- To be done -
Reproduce verbatim the lines of the records below, starting with the line that contains "Draw the outline of every instance of the headlight" and continuing up to and including the line that contains "226], [251, 220]]".

- Input material -
+++
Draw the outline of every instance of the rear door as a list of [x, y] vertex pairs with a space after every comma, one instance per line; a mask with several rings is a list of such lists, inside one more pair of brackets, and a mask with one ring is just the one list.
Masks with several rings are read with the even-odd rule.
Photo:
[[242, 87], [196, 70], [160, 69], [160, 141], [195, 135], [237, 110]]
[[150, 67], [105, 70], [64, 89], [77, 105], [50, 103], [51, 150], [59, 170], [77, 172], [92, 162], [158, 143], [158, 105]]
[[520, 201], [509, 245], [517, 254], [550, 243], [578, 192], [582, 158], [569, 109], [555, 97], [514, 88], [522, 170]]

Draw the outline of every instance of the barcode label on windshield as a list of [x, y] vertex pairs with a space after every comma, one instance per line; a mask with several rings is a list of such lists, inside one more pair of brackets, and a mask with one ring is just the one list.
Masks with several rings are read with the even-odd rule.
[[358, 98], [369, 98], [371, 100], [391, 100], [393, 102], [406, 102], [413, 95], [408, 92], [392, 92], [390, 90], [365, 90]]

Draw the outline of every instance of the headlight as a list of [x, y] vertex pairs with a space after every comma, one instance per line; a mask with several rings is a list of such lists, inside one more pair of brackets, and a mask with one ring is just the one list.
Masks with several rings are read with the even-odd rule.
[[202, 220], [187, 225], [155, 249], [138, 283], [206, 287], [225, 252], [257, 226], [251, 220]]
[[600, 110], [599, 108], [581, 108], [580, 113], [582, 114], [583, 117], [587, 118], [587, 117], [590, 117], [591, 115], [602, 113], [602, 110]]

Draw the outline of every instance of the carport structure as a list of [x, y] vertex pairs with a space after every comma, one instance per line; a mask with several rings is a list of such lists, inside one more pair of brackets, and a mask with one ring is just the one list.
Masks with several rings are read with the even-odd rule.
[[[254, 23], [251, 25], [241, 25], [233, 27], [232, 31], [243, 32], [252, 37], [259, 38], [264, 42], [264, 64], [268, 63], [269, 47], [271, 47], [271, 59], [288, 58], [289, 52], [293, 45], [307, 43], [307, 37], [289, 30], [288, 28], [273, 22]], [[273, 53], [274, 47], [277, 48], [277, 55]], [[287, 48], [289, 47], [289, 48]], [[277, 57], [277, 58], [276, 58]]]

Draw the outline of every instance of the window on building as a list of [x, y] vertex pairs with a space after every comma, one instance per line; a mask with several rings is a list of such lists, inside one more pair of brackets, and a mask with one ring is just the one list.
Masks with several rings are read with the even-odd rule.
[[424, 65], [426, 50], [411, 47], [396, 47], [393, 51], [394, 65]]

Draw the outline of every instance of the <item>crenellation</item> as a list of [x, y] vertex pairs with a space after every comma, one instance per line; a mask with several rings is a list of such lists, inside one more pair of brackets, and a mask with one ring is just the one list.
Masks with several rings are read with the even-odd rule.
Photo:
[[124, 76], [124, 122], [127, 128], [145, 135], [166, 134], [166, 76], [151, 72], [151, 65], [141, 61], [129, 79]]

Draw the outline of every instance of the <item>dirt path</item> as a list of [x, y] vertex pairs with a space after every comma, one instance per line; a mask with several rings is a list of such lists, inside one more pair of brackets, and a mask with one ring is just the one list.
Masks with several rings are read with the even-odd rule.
+++
- Written response -
Draw the outline of every instance of the headlight as a list of [x, y] vertex pairs with a space after every comma, one instance per line; a mask with several rings is a list of such lists, inside one more pair of brackets, and a mask with one ring is just the one list.
Masks with several rings are read with the even-odd rule.
[[202, 220], [187, 225], [155, 249], [138, 283], [206, 287], [225, 252], [257, 226], [251, 220]]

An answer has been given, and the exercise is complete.